WORK TO BE COMPLETED:
Reproduce the stone crab partner thread below in full, word for word, from its title to its final line.

# Need a partner for stone crabs



## sniperpeeps (Mar 5, 2011)

This is the time of year I usually snorkel the Destin jettys and collect stone crab claws. I don't like to do it alone, was wondering if anyone would be interested? Depending on the current, I usually hit a few of the shallow bridge pilings and then in the rocks on the West jetty. Let me know if you want to go, would like to go out this week! There is also usually a ton of blues in the rocks as well.


----------



## MillerTime (Jul 6, 2011)

pm sent


----------



## Orion45 (Jun 26, 2008)

I'll send you a pm if I can get free this weekend. When are you planning on going? I'm only intrested in blue crabs.


----------



## DropB (Feb 4, 2011)

man if you guys get something going give me a shout, id love to do some work inland.


----------



## sniperpeeps (Mar 5, 2011)

Thinking about going this afternoon before all this weather comes in.


----------



## bigrick (Sep 29, 2010)

Give me a call, I'll be spearfishing all week out there as long as the weather is decent.


----------



## sniperpeeps (Mar 5, 2011)

DATA SECTION:
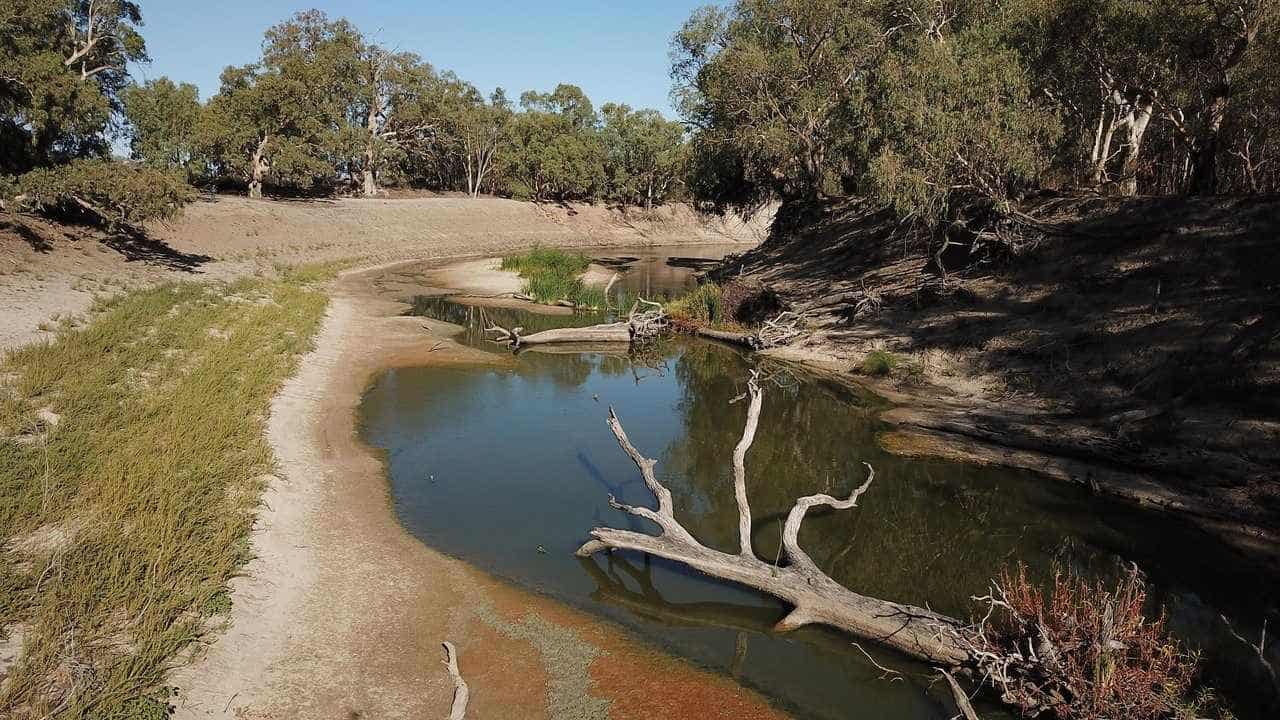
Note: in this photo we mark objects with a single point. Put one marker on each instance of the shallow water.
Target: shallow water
(510, 469)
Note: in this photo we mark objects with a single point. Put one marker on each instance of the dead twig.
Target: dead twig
(461, 693)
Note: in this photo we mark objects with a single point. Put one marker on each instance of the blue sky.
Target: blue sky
(615, 50)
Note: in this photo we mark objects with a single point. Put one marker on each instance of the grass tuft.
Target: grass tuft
(552, 274)
(878, 363)
(699, 306)
(122, 524)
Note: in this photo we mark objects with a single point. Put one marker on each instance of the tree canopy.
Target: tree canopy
(924, 105)
(920, 103)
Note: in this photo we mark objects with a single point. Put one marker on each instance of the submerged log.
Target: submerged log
(816, 598)
(612, 332)
(647, 320)
(776, 332)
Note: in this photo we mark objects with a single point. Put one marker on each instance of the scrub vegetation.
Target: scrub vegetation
(131, 464)
(553, 276)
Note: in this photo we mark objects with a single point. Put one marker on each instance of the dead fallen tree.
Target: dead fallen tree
(1079, 650)
(816, 598)
(645, 320)
(461, 693)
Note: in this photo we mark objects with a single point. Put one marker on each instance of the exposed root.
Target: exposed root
(816, 598)
(461, 693)
(647, 320)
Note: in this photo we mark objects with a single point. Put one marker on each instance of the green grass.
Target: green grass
(878, 363)
(552, 274)
(152, 473)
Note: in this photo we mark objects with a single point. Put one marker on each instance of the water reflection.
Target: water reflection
(492, 464)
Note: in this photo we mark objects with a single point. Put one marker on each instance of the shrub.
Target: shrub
(115, 195)
(1101, 655)
(699, 306)
(749, 302)
(878, 363)
(547, 260)
(552, 276)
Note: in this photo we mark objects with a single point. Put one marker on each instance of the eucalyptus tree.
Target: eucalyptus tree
(63, 64)
(954, 114)
(288, 113)
(775, 89)
(554, 150)
(164, 124)
(1214, 40)
(644, 155)
(476, 131)
(394, 109)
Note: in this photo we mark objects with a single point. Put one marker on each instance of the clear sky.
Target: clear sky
(615, 50)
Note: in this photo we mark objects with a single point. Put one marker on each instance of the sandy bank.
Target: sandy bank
(342, 613)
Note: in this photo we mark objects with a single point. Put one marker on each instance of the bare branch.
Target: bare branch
(744, 509)
(814, 597)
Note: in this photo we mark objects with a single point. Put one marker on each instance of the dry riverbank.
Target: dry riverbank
(50, 270)
(342, 611)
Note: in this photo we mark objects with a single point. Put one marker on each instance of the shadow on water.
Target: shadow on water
(494, 464)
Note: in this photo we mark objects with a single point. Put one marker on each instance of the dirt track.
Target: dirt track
(342, 613)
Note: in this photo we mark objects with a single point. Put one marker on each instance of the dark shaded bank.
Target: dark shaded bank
(1128, 345)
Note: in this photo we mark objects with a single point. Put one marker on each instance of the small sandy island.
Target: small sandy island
(342, 613)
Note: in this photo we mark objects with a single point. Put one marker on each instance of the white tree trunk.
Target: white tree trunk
(1137, 126)
(259, 167)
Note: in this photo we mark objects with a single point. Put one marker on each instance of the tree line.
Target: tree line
(927, 104)
(325, 109)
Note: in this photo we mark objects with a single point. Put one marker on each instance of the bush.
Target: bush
(878, 363)
(115, 195)
(699, 306)
(1102, 656)
(748, 302)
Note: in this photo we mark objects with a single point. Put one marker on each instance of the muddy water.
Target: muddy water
(510, 469)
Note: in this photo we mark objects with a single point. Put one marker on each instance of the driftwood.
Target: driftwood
(461, 693)
(775, 333)
(816, 598)
(647, 320)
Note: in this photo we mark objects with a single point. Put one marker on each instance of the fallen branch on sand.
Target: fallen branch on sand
(461, 693)
(1034, 657)
(775, 333)
(647, 320)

TASK ANSWER:
# Need a partner for stone crabs



## sniperpeeps (Mar 5, 2011)

This is the time of year I usually snorkel the Destin jettys and collect stone crab claws. I don't like to do it alone, was wondering if anyone would be interested? Depending on the current, I usually hit a few of the shallow bridge pilings and then in the rocks on the West jetty. Let me know if you want to go, would like to go out this week! There is also usually a ton of blues in the rocks as well.


----------



## MillerTime (Jul 6, 2011)

pm sent


----------



## Orion45 (Jun 26, 2008)

I'll send you a pm if I can get free this weekend. When are you planning on going? I'm only intrested in blue crabs.


----------



## DropB (Feb 4, 2011)

man if you guys get something going give me a shout, id love to do some work inland.


----------



## sniperpeeps (Mar 5, 2011)

Thinking about going this afternoon before all this weather comes in.


----------



## bigrick (Sep 29, 2010)

Give me a call, I'll be spearfishing all week out there as long as the weather is decent.


----------



## sniperpeeps (Mar 5, 2011)